>>>>

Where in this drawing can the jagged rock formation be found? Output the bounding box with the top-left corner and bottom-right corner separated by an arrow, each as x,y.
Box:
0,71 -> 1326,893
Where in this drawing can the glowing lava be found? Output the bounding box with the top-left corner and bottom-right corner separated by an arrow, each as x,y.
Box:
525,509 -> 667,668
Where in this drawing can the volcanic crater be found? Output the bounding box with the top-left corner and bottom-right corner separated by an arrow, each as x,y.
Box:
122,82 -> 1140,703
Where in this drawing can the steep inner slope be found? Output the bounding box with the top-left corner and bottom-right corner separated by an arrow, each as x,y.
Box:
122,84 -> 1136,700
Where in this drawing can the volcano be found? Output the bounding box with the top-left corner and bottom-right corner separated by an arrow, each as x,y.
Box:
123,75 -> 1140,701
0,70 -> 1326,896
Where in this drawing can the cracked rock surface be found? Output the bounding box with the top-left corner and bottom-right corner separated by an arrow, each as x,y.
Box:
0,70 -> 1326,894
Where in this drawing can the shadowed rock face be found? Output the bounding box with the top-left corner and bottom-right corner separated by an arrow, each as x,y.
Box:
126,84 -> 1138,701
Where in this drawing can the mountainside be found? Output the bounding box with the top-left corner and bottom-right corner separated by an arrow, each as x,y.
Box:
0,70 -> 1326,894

<<<<

Directions for this task:
Reproduce every line of the items above, swapping each "Output" for "Give" and leaving all other text unchanged.

Answer to this exercise:
Where in this drawing can the jagged rock formation be found? Give the bounding box with the top-left corner and bottom-right corner separated by an arrow, each as x,y.
Box:
0,71 -> 1326,893
Where in this drawing can the glowing lava be found? Give the bounding box with the top-left corner and bottom-right corner separated by an arrow, each as x,y.
Box:
525,509 -> 667,668
Where in this drawing can the volcanic crater be found? Give the bounding box with the top-left corner and bottom-right corner separated by an arrow, each as x,y.
Box:
122,82 -> 1140,703
Where in this drawing can the steep inner slope be found? Give the bounding box with the top-left corner and bottom-right corner separated by an arrow, each as x,y.
Box:
122,84 -> 1136,700
Where in this drawing can the volcano be found? Give the bounding box with the top-left corner and bottom-right corner separated by an arrow, each as x,y.
Box:
123,75 -> 1140,701
0,70 -> 1326,896
Where in this drawing can the cracked rock surface be found? Give the bounding box with the top-left corner and bottom-right corner separated by an arrow, each as x,y.
Box:
0,70 -> 1326,894
Where in this drawing can the shadowed rock face be found? Give the bounding box with the top-left corner and bottom-right corner separated by an arrow, each as x,y.
Box:
126,84 -> 1138,701
Where in this drawing can the mountainside be found? Give the bounding box with the top-left corner and bottom-right corner separated by an arrow, each as x,y.
Box:
0,70 -> 1326,894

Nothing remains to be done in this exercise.